• **TEXT SECTION**
New York, NY — Today's young adults are feeling the full, deep impact of a massive shift in the US economy, and are no longer able to start and sustain a family, build a career and grow assets in the same manner as the previous generation, according to a new report series published today by Demos, a national, nonpartisan public policy center.
The new five-part Young Adult Economics Series shows that America's young people are feeling the full effect of a 30-year shift from an industrial to technology — and service-based U.S. economy. The series shows that the combination of stagnant wage growth, growing debt, and high costs of education, homeownership and healthcare are new realities. These are now common factors that challenge the ability of America's 20-and 30-somethings to start, and sustain, an economically stable adult life.
"Young people today are being hit by a one-two economic punch," said Tamara Draut, director of the Economic Opportunity Program at Demos and author of the series as well as a book entitled Strapped: Why America's 20-and 30-Somethings Can't Get Ahead. "For the young generation of workers, the economy no longer generates widespread opportunity and security, and our public policies haven't evolved to pick up any of the slack. In fact, many of the problems we see today are a direct result of a disinvestment in the policies meant to ensure that the opportunity ladder is firmly in place."
"This research shows that, unless we address these problems — and we can — this will likely be the first generation to not surpass the living standards of their parents."

• **INSTRUCTIONS**
(a) According to the text on the Demos report, how many parts does the Young Adult Economics Series have?
(b) In the text on the Demos report, write out the stretch from "New York, NY" through "stable adult life.".
The records that come next are separate material and are not part of the Demos report text.

• **MATERIAL SUPPLIED**

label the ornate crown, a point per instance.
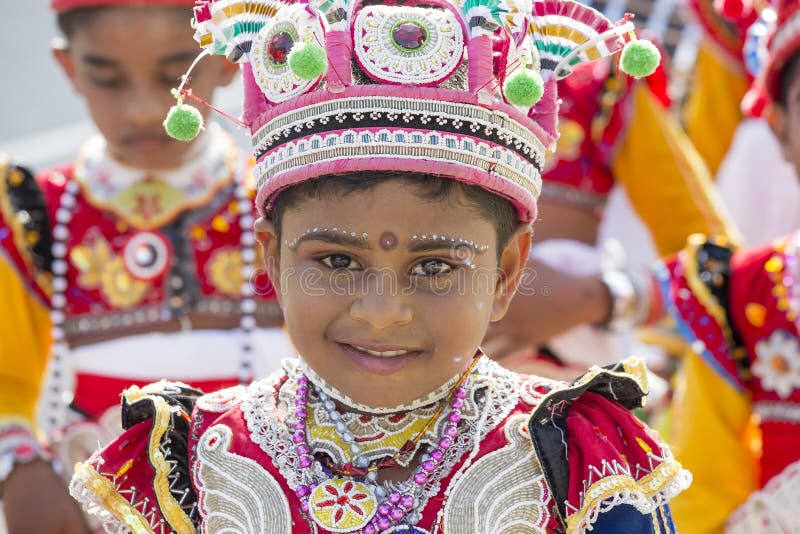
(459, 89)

--

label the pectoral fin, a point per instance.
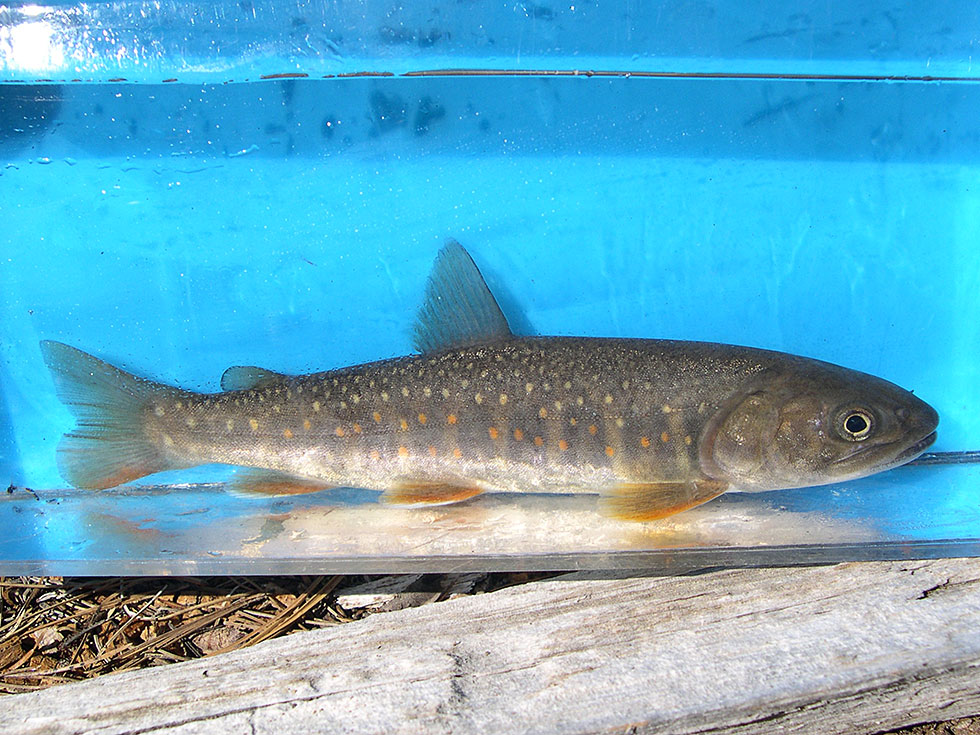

• **ANSWERS TO THE EXERCISE**
(a) Five parts.

(b)
New York, NY — Today's young adults are feeling the full, deep impact of a massive shift in the US economy, and are no longer able to start and sustain a family, build a career and grow assets in the same manner as the previous generation, according to a new report series published today by Demos, a national, nonpartisan public policy center.
The new five-part Young Adult Economics Series shows that America's young people are feeling the full effect of a 30-year shift from an industrial to technology — and service-based U.S. economy. The series shows that the combination of stagnant wage growth, growing debt, and high costs of education, homeownership and healthcare are new realities. These are now common factors that challenge the ability of America's 20-and 30-somethings to start, and sustain, an economically stable adult life.